Adam Fish's _Points of Presence_ (with Bradley Garrett and Oliver Case) documents the invisible geographies of submarine and subterranean internet cables and the human labor that makes wireless function.

In _Escaped Exotics Vol. 1_ Rachel Johnson investigates the Jequirity (Rosary Pea) as more than a mere invasive species from South Asia to south Florida in the United States. The plant’s poisonous seeds have been appropriated into the cultures of tropical areas around the globe.

I look forward to hearing more about these projects from their makers, as well as their conceptions of an arts practice that moves between conventional categories, including documentary.

Best,
Dale

Bios:

Steve WetzeL (US) is an artist, video maker, and assistant professor in the film department at the University of Wisconsin-Milwaukee. Over the past decade, Wetzel has produced many works of experimental non-fiction and anthromentary (a form that combines anthropology and documentary) video, which have been exhibited nationally and internationally. His arts practice emerges within the intersection of experimental film/video, observational documentary, and social constructions of reality. These themes can also be found in two small volumes of writings, _Occasional Performances and Wayward Writings_ (2010), and _[PAUSE]_ (2014), described as “an urgent and generous exegesis” and “a contemporary mix of aesthetic, personal, and moral imminence.”

> Provided records:

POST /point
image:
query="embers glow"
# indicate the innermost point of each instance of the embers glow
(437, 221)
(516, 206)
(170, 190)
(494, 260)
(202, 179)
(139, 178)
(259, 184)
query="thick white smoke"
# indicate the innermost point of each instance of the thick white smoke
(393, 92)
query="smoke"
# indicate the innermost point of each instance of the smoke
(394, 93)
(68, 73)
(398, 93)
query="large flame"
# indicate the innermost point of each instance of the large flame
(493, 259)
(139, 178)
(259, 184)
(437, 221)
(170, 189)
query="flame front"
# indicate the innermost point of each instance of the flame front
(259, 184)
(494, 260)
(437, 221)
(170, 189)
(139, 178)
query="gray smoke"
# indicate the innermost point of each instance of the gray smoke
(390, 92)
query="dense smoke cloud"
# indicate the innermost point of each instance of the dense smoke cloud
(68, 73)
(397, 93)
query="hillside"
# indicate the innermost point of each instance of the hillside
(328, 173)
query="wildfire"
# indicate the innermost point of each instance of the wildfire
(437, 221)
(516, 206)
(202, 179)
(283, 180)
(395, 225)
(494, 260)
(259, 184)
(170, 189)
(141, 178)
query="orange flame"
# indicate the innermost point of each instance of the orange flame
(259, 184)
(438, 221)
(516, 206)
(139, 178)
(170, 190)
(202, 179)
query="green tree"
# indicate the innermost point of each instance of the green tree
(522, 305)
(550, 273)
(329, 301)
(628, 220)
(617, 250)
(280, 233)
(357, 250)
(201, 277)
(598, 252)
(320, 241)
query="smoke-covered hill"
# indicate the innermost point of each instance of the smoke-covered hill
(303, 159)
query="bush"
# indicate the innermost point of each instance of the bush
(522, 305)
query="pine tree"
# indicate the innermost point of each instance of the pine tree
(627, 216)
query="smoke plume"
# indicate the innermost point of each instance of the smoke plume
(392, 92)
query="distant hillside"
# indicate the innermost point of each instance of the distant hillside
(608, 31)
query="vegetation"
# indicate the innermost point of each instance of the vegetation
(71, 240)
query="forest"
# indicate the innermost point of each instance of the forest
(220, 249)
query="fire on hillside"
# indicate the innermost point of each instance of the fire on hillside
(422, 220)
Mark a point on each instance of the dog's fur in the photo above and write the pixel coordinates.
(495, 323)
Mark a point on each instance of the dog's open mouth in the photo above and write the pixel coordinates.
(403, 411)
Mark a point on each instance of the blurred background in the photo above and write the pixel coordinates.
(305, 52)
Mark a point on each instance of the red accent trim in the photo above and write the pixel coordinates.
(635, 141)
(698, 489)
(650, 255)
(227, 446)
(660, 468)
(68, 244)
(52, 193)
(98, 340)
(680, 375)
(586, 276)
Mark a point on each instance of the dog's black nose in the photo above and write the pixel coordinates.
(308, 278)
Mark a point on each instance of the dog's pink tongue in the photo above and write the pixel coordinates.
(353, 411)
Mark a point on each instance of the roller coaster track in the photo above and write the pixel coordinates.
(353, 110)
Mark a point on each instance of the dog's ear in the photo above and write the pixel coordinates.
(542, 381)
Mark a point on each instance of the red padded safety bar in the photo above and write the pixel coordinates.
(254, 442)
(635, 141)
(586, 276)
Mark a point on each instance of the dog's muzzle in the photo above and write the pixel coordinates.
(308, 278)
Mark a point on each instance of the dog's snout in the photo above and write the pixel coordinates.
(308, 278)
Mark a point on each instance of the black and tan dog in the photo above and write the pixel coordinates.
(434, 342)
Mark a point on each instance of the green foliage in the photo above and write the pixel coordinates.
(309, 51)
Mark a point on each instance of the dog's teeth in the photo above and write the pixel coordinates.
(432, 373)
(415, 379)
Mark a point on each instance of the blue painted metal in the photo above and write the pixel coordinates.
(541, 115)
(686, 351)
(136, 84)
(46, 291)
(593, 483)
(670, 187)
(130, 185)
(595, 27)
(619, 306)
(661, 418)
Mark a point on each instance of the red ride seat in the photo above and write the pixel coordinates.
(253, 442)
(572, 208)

> Your assignment:
Answer these from the passage about art projects above:
(a) Which plant does Rachel Johnson investigate in _Escaped Exotics Vol. 1_?
(b) Who worked with Adam Fish on _Points of Presence_?
(c) In which department and at which university is Wetzel an assistant professor?

> Result for this exercise:
(a) The Jequirity (Rosary Pea)
(b) Bradley Garrett and Oliver Case
(c) The film department at the University of Wisconsin-Milwaukee